**Objetivo A:**
Extraia da crónica sobre a palavra «respeituoso» o trecho que abre com as palavras que contêm "Não foi este" e fecha com "de outro tempo.", reproduzindo-o sem qualquer alteração.

**Texto para leitura:**

.....

CONFRARIA MÍNIMA, 30

as crónicas da Eventos...





A respeito de…*

António Cagica Rapaz

Algumas das pessoas que tiveram a amabilidade de assistir ao lançamento das minhas “Bonecas Russas” foram mais longe na gentileza e solicitaram-me uma dedicatória, como se faz com os escritores a sério. Eu não me desmanchei, lá fui rabiscando o que me veio à cabeça e, em certos casos, em que havia pouca ou nenhuma intimidade, rematei com um beijinho que qualifiquei de “respeituoso”. Recordo-me de, na altura e naquela agitação, ter pensado primeiro em “afectuoso” mas o que afinal acabou por me sair foi um defeituoso “respeituoso”. Não uma mas duas ou três vezes, imagine-se, sem que tal me tivesse chocado. Só na manhã seguinte, muito cedo, tive como uma revelação, uma espécie de campainha que tocou na minha cabeça e me deixou perplexo. De repente, tomei consciência de ter escrito incorrectamente a palavra. É verdade que houve a influência do afectuoso; é certo também que se escreve, entre outros, delituoso, monstruoso, tortuoso, ou sinuoso. Mas não respeituoso. Por isso, aqui estou a penitenciar-me e a pedir às magnânimas pessoas contempladas com o tal beijinho “respeituoso” que vejam nele um gesto de respeito salpicado de afecto e o aceitem como uma espécie de brinde da Farinha Amparo, uma atenção do autor, uma surpresa mais, uma boneca russa adicional. Pelo mesmo preço.

Não foi este o caso, mas a verdade é que o gosto pelas palavras e pelas próprias letras leva-me a caprichos que podem revelar-se traiçoeiros. Por exemplo, o ç parece-me apropriado para carroça, com a cedilha a lembrar o pau de apoio e sustentação. Mas ainda bem que carrossel não ligou à carroça mas sim ao francês carrousel, pois a cedilha do c, para mim, representa um peso, um ferro ao fundo, um travão à liberdade de movimento que é a razão de ser do engenho. Aliás, os dois ss fazem até lembrar o carrossel 8 do arraial da Festa das Chagas de outro tempo.

.....

**Registos:**
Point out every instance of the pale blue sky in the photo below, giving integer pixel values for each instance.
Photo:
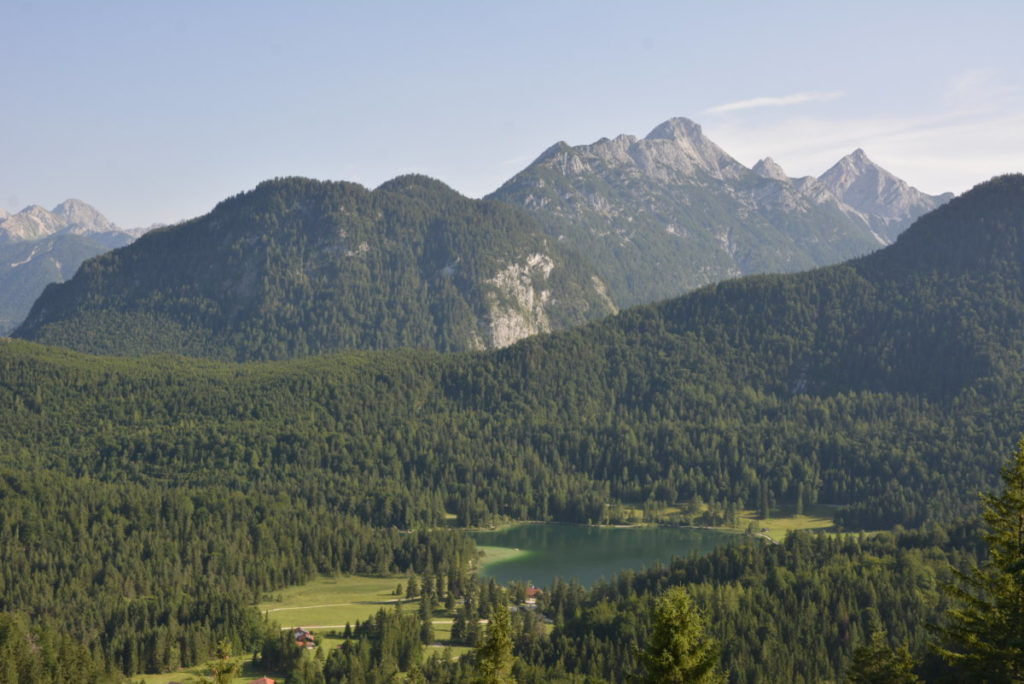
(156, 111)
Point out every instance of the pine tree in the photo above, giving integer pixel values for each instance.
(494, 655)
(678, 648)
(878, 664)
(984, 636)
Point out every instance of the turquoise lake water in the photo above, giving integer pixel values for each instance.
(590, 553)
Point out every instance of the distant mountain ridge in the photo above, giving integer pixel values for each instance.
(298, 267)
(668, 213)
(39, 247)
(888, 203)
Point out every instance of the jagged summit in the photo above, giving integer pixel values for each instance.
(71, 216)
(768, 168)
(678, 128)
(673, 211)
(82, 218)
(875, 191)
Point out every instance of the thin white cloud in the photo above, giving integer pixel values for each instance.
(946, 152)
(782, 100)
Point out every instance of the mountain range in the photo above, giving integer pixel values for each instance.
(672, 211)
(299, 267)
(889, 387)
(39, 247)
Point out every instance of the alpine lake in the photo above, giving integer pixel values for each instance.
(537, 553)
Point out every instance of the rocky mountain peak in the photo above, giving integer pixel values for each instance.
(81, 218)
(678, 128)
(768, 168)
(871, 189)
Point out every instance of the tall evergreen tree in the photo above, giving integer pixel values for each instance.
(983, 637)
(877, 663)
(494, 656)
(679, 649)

.....

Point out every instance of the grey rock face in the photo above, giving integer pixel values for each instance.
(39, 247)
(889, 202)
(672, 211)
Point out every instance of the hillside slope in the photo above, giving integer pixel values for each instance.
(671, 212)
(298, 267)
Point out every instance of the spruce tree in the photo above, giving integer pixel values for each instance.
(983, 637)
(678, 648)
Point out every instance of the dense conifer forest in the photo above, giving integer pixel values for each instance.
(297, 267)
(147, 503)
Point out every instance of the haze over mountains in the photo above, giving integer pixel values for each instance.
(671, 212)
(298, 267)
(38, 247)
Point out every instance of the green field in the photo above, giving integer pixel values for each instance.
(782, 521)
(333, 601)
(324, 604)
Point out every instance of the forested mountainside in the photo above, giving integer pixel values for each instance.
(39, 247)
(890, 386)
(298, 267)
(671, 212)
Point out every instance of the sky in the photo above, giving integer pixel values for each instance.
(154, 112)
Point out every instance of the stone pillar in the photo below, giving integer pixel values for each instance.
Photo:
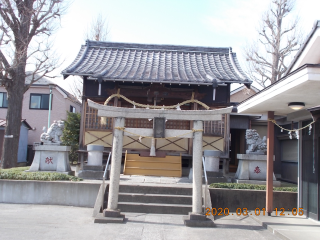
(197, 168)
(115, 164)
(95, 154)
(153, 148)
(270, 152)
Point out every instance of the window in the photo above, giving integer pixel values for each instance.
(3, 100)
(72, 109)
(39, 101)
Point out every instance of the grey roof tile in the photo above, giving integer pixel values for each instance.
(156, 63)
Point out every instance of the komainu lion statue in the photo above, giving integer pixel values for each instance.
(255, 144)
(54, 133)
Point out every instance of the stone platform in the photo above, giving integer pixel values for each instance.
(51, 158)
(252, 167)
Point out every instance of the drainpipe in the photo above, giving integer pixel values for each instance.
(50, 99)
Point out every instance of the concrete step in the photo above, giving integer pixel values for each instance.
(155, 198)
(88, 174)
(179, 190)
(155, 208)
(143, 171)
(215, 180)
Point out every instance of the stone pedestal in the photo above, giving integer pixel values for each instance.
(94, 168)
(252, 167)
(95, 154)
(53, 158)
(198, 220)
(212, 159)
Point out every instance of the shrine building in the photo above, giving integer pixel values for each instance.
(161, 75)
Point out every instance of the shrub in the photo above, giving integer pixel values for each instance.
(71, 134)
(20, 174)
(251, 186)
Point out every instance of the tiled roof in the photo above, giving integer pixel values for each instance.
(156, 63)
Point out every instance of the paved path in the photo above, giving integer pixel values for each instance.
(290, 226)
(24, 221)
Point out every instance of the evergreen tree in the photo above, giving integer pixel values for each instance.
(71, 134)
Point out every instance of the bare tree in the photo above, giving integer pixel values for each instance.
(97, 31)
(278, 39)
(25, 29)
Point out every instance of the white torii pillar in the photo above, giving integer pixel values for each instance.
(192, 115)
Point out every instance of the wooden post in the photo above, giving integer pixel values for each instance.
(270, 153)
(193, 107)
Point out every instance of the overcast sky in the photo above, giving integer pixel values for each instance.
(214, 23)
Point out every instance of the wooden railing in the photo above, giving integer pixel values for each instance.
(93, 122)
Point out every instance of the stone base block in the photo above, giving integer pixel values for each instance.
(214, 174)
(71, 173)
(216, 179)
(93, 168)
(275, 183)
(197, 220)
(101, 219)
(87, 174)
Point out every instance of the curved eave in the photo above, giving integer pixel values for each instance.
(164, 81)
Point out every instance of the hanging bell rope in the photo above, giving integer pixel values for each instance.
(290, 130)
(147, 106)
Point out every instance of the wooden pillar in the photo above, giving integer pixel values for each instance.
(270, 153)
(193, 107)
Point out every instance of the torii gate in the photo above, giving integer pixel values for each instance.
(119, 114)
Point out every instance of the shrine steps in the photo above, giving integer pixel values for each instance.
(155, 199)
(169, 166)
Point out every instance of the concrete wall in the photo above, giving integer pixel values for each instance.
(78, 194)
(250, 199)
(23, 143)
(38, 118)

.....

**Objetivo B:**
Retire dos registos acima todas as linhas que contêm a palavra "below", tendo em conta a distinção entre maiúsculas e minúsculas.

**Resposta completa A:**
Não foi este o caso, mas a verdade é que o gosto pelas palavras e pelas próprias letras leva-me a caprichos que podem revelar-se traiçoeiros. Por exemplo, o ç parece-me apropriado para carroça, com a cedilha a lembrar o pau de apoio e sustentação. Mas ainda bem que carrossel não ligou à carroça mas sim ao francês carrousel, pois a cedilha do c, para mim, representa um peso, um ferro ao fundo, um travão à liberdade de movimento que é a razão de ser do engenho. Aliás, os dois ss fazem até lembrar o carrossel 8 do arraial da Festa das Chagas de outro tempo.

**Resposta completa B:**
Point out every instance of the pale blue sky in the photo below, giving integer pixel values for each instance.
Point out every instance of the stone pillar in the photo below, giving integer pixel values for each instance.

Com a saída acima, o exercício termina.